* **Excerpted passage**

================

Ah, guacamole. So rich. So tasty. So perfect. So simple. And yet...so easy to ruin.
The golden rule of guacamole is "less is more," but lately I've been seeing this weird new trend where people throw whatever they want into a bowl, mash it up with some avocados, and call it guacamole. It seems everyone I know has a secret ingredient they swear by that makes their guacamole the "best guac ever."
Well, I am here to tell you you're wrong. Sorry. It's true, though.
What's that, you say? "But, Alanna, I have this great recipe! Everyone loves it! You see, what I do is add—"
Just stop. I know what you're going to say. And it's okay, really: I get it! The healthy-minded community tends to be a creative one, and of course, it's always great to experiment with different ingredients. But this trendy bastardization of guacamole has got to stop. #justsayno
Here is a definitive list of the ingredients that don't belong in guacamole: Greek yogurt, sour cream, chickpeas (Really? REALLY?), edamame (I can't), mayo, cottage cheese, fruit (some disagree with me on this one. They are still wrong), and nuts. Oh, and certainly not cauliflower rice. If you know someone who puts cauliflower rice in their guacamole—and you know who you are—you should bid them a good day and then un-friend them on Facebook, because no one needs that kind of topsy-turvy nonsense in their life.

================

* **Data section**
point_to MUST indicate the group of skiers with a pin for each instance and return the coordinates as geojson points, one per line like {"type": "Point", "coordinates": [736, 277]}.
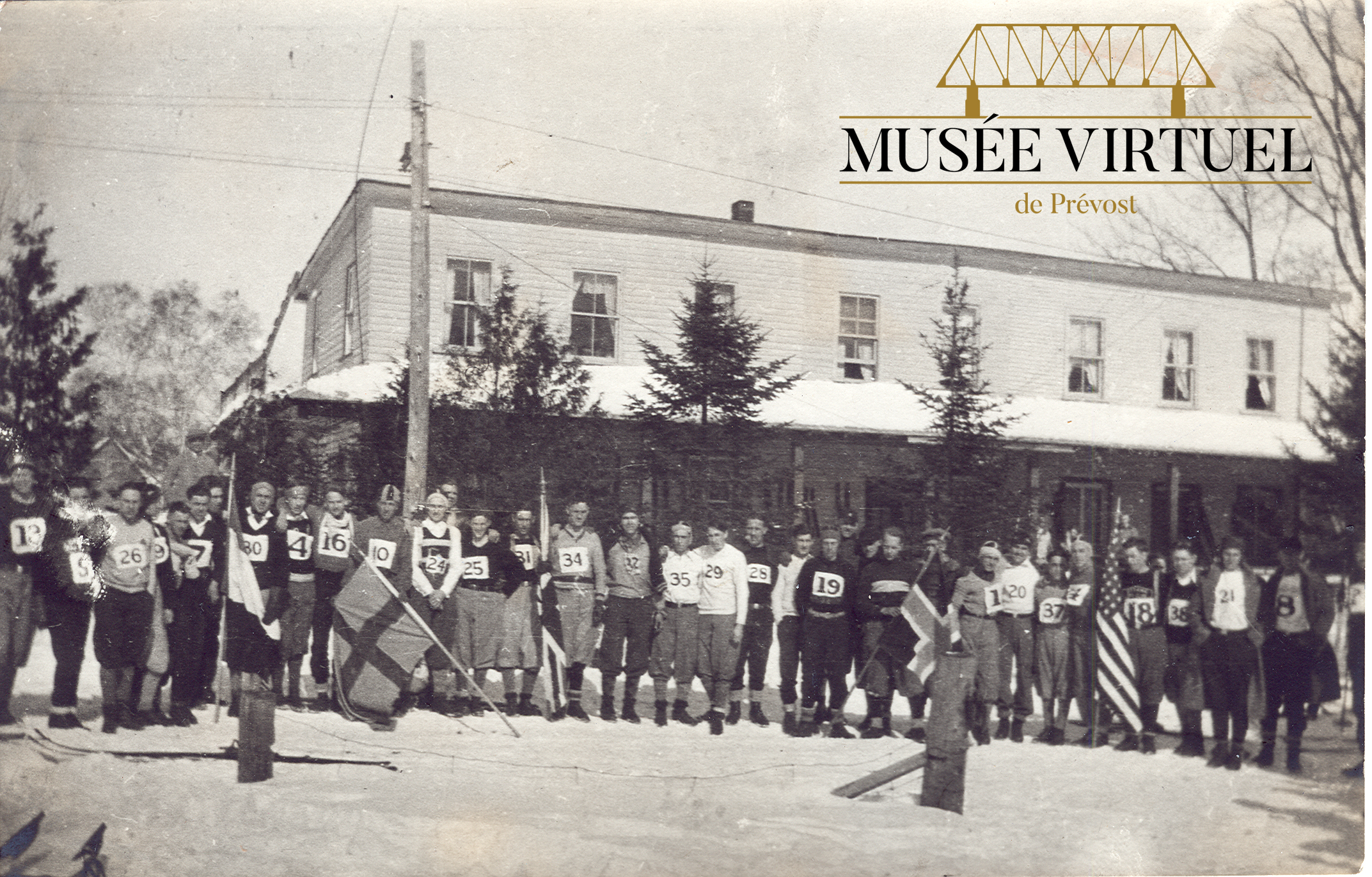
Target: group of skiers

================

Reproduce the passage on guacamole word for word, from "Ah, guacamole. So" to "It's true, though.".

Ah, guacamole. So rich. So tasty. So perfect. So simple. And yet...so easy to ruin.
The golden rule of guacamole is "less is more," but lately I've been seeing this weird new trend where people throw whatever they want into a bowl, mash it up with some avocados, and call it guacamole. It seems everyone I know has a secret ingredient they swear by that makes their guacamole the "best guac ever."
Well, I am here to tell you you're wrong. Sorry. It's true, though.